▸ Выбранный текст
━━━━━━

Пламя показалось в безглазых окнах, в проломе разрушенной стены. Патрули, выставленные комендантом Берлина генералом Берзариным, уговаривали офицеров и солдат, бродивших по обгорелым залам, покинуть здание немедленно. Но те продолжали скакать, как серны, через трещавшие перекрытия, оставлять автографы на всем, что уцелело, или застывать в неестественных, напряженных позах перед объективами. Экскурсии в поверженный рейхстаг, равно как и фотографирование в нем, продолжались, хотя и с опасностью для жизни. Уговоры были тщетны, даже угрозы. Рвался боезапас или фаустпатроны, или мины, наступало пламя, а солдатские и офицерские «фэды» все щелкали, руины покрывались вкривь и вкось новыми и новыми фамилиями, изречениями, названиями городов, откуда родом или откуда дошли до Берлина эти все повидавшие, все испытавшие люди.

Повторялся тут в названиях несколько раз Ленинград.

Рейхстаг горел.

А неподалеку от него, у Бранденбургских ворот, взгромоздившись на исковерканный артиллерийский лафет, приготавливался к съемке ленинградский оператор, тот самый.

━━━━━━

▸ Исходные данные
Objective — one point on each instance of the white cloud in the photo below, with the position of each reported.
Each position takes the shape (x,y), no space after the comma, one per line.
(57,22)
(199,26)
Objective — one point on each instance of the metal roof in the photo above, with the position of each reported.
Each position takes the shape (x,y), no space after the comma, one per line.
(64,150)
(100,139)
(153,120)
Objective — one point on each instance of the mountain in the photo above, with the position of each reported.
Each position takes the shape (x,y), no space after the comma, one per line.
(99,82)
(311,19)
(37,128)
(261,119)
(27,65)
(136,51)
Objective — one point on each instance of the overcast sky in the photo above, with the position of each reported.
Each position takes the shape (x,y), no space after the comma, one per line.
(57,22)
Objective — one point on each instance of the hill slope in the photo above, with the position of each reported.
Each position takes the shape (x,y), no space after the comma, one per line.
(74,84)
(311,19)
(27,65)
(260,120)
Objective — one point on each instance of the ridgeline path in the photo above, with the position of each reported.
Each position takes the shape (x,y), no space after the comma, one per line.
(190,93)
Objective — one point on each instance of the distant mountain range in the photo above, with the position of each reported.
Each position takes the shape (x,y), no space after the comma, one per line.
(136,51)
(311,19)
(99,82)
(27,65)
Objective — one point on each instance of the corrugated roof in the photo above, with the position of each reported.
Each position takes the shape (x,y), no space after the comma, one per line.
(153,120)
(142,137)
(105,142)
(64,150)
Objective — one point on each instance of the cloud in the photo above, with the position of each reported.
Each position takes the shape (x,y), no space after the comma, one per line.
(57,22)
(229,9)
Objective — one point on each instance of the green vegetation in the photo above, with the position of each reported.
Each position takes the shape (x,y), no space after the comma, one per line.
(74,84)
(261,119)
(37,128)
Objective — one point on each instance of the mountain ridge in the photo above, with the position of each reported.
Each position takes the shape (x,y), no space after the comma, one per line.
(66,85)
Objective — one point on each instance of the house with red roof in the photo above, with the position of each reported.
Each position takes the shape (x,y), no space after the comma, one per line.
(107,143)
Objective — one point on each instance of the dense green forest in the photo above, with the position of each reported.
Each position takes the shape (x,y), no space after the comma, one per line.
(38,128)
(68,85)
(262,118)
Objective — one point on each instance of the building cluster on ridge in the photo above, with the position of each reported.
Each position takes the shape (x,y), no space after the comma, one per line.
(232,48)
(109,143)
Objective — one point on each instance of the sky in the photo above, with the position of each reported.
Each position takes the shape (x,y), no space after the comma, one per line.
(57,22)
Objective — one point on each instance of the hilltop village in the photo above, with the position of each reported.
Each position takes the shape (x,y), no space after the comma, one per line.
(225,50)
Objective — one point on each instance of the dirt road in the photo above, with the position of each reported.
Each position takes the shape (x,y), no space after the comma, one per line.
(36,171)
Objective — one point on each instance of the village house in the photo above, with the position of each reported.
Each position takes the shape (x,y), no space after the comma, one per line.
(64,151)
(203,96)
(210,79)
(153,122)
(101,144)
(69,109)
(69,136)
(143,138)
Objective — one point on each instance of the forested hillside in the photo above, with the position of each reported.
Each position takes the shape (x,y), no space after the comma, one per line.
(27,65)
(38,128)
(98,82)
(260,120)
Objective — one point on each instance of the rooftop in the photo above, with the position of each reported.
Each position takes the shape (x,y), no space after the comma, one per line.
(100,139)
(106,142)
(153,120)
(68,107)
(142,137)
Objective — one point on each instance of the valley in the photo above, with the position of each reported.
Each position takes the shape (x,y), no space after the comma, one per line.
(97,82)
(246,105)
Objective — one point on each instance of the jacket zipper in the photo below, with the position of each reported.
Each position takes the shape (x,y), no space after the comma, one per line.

━━━━━━

▸ Задание 1
Перескажите отрывок о горящем рейхстаге в двух предложениях.
▸ Задание 2
Кто в отрывке назван комендантом Берлина?
Данные здесь ни при чем.

▸ Ответ 1
Патрули генерала Берзарина уговаривали и даже угрожали, но солдаты и офицеры продолжали бродить по горящему рейхстагу, оставлять надписи и фотографироваться, хотя рвались боеприпасы и наступало пламя. Неподалеку, у Бранденбургских ворот, ленинградский оператор забрался на искореженный артиллерийский лафет и готовился к съемке.

▸ Ответ 2
Генерал Берзарин.